[Free-text object descriptions]
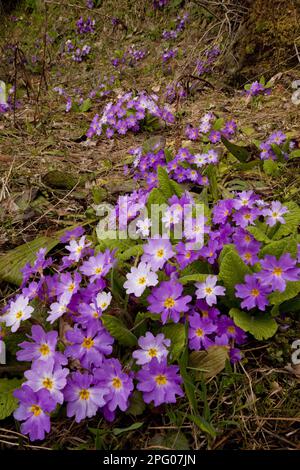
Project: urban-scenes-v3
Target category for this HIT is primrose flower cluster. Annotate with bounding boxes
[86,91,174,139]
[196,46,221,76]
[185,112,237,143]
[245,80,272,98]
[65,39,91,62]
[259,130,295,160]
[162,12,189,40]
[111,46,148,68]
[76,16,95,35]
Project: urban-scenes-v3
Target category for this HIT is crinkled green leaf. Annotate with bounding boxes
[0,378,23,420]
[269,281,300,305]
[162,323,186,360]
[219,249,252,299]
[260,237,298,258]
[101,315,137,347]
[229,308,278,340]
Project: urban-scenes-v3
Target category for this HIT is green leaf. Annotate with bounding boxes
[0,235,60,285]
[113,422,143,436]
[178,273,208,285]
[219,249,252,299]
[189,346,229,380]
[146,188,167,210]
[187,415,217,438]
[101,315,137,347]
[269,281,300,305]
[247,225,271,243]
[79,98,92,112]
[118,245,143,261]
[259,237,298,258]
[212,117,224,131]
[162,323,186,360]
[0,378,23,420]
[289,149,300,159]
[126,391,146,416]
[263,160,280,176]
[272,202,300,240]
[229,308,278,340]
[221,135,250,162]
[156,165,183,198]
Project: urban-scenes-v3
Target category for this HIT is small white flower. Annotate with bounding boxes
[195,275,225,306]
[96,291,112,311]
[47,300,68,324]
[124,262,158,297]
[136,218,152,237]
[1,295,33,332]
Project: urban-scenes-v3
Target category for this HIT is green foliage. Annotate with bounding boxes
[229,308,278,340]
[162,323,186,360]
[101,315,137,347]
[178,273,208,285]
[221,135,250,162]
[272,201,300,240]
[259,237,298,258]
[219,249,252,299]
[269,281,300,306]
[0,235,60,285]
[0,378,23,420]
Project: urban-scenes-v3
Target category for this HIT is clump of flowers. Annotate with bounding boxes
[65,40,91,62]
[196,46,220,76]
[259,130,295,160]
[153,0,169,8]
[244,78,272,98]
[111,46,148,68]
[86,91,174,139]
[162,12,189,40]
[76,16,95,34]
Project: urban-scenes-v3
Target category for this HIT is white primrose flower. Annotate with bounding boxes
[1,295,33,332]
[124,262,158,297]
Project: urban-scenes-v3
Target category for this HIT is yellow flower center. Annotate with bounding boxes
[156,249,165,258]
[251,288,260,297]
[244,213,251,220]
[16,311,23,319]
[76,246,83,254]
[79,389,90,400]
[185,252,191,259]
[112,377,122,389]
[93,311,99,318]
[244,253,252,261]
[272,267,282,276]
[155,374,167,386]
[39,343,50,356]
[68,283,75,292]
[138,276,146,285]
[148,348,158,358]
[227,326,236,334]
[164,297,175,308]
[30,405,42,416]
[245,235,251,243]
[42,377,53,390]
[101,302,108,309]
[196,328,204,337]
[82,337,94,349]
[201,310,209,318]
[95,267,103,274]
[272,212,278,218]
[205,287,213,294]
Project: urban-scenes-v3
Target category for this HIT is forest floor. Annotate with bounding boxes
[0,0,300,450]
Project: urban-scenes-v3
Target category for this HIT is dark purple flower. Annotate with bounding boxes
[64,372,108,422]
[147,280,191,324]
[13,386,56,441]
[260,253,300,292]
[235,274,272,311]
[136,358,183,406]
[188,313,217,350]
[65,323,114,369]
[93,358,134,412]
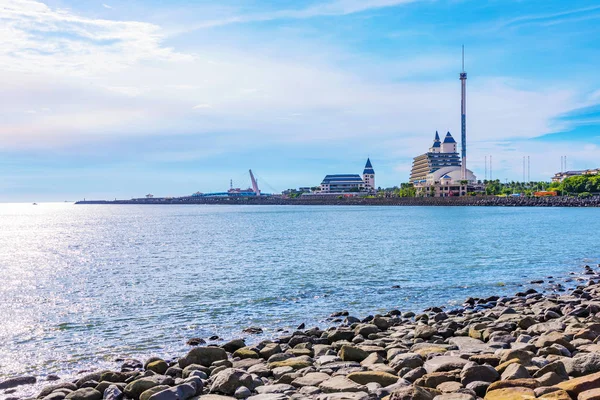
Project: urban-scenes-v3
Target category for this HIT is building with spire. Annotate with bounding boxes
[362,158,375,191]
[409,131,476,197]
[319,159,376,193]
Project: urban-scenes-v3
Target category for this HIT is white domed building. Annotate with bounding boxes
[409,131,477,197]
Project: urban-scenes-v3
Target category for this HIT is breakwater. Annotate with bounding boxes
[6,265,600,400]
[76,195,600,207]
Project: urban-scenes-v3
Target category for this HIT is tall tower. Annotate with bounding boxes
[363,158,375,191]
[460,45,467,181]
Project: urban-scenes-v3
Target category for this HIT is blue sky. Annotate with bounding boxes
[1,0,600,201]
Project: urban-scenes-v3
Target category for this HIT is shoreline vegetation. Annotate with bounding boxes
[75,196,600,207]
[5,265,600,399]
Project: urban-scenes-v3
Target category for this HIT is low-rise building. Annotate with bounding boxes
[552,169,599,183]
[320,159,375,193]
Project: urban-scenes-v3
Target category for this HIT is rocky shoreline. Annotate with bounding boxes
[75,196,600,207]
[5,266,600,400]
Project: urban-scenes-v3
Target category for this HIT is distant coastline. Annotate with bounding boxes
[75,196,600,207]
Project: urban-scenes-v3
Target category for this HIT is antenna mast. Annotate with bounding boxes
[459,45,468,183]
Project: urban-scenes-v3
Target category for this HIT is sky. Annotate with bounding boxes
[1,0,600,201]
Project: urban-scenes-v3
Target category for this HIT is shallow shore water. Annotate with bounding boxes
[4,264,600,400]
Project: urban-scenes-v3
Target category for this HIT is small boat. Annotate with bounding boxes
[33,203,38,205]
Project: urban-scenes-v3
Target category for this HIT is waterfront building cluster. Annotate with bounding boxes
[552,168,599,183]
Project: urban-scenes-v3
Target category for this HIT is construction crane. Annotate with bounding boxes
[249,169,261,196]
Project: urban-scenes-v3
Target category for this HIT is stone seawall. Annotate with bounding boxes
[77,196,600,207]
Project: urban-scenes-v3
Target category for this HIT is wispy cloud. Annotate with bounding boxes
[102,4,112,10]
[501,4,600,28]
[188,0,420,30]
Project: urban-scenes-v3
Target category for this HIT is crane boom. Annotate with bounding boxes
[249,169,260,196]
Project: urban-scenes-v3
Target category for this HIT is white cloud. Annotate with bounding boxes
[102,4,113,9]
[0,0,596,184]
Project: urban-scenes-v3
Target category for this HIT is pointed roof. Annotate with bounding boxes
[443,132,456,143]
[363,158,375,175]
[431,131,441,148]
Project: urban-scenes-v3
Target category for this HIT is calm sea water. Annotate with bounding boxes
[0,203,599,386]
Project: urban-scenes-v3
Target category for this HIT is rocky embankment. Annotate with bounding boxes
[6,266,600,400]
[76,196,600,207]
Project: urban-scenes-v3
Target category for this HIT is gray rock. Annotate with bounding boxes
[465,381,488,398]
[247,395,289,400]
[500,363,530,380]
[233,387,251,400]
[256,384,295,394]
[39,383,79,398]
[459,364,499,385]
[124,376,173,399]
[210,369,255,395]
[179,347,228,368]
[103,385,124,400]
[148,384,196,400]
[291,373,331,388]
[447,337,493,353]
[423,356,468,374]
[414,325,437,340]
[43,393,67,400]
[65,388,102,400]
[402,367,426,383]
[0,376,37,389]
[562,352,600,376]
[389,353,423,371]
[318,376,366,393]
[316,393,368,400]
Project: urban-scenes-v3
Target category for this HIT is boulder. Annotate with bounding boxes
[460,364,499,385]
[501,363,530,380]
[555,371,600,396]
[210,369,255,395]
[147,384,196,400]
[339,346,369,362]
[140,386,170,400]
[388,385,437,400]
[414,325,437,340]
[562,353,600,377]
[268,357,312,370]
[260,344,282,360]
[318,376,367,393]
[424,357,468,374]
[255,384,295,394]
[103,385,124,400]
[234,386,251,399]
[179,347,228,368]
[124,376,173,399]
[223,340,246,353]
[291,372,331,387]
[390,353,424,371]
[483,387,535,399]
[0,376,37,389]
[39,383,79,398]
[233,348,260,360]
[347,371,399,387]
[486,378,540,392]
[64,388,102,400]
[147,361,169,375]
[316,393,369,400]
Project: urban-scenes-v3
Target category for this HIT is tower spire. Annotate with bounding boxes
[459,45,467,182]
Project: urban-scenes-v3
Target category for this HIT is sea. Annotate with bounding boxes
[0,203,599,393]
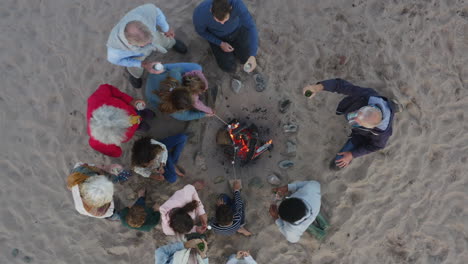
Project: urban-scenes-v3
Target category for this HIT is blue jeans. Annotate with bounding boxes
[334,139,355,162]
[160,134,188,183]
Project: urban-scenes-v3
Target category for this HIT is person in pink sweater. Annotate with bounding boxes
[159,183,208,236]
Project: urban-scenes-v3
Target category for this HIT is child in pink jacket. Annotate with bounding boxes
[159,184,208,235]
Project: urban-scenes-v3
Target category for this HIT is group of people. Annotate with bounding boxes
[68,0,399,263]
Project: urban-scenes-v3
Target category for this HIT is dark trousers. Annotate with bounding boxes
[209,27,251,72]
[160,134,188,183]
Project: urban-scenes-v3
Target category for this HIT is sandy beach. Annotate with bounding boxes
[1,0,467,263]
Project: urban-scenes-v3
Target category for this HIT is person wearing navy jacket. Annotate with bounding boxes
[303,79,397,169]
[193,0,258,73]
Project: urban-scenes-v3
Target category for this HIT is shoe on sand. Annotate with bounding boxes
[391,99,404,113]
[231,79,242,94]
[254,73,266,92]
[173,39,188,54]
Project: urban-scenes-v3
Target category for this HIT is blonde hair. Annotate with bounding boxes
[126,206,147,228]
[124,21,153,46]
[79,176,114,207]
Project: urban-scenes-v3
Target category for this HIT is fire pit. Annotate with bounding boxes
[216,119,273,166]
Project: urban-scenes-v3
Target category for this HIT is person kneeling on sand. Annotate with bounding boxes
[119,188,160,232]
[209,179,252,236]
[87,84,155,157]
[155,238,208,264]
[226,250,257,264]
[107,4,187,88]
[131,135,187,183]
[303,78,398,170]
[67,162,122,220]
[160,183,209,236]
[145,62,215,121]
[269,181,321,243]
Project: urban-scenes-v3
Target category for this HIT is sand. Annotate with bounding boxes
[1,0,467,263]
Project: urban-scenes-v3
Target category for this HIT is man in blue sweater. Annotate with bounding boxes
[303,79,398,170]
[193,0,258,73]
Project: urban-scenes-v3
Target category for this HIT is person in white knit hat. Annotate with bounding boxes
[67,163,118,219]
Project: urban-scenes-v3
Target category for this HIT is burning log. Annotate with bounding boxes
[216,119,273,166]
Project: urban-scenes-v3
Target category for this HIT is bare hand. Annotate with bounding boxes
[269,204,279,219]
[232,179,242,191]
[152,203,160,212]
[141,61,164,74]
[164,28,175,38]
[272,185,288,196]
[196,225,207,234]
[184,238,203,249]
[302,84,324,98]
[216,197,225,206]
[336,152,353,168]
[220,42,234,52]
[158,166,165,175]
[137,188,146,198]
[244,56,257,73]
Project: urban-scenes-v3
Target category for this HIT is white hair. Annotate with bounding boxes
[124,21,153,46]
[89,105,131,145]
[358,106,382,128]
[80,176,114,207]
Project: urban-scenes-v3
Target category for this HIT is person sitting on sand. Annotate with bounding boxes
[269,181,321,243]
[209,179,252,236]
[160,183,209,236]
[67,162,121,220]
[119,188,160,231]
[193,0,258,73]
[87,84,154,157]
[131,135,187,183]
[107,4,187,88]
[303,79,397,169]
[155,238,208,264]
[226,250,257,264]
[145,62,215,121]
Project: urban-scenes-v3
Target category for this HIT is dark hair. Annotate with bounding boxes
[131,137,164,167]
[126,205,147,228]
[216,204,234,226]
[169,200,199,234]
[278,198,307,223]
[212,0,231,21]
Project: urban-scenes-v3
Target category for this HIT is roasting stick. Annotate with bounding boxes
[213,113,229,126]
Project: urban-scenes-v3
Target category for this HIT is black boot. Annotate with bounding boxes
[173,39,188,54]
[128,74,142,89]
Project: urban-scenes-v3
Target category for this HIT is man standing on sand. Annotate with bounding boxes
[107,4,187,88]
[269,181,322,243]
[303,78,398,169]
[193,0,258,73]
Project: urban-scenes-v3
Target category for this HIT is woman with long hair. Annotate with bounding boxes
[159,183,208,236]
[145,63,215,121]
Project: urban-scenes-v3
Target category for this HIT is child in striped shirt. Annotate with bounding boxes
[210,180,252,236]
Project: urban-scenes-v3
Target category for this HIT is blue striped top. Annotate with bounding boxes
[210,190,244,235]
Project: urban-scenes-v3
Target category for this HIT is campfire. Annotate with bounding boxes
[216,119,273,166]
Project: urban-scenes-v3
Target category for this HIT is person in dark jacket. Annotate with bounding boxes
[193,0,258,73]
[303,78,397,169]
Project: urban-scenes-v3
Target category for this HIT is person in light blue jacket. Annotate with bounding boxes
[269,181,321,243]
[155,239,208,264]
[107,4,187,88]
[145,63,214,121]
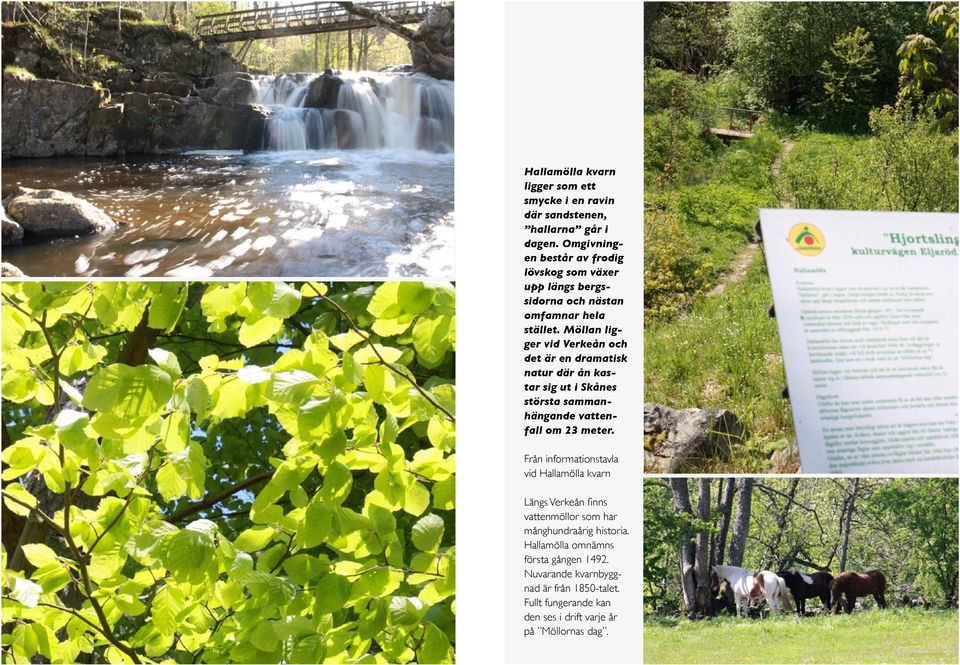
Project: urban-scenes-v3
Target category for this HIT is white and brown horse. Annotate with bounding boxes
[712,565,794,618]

• **Work required**: Retype the line containing "Target category for this HIT is woman" and each line after it through the last line of the entries above, exactly, with no pictures and nothing else.

• **The completed task**:
Target category for this HIT is woman with long hair. Annotate with bounding boxes
[159,183,208,236]
[145,63,215,121]
Project: urban-scenes-v3
Target category for this HIT is child in striped shirt. Annotate with bounding boxes
[210,180,252,236]
Project: urban-scenes-v3
Target category for this HIT is blue striped top. Annotate with bounding boxes
[210,190,244,235]
Project: urban-scenes-v3
Target category for this HIT is campfire. Annotate with bounding boxes
[216,119,273,166]
Project: urban-scenes-v3
Target category for this HIT is person in dark jacket. Annotate with bounding boxes
[193,0,258,73]
[303,78,397,169]
Project: urban-scenes-v3
Target category for this HIT is person in light blue jacket. Annotate with bounding boxes
[269,181,321,243]
[155,239,208,264]
[107,4,187,88]
[145,63,214,121]
Project: urban-scenes-v3
Target category for this HIT is white and brown horse. Annotate with bounding boxes
[712,565,794,618]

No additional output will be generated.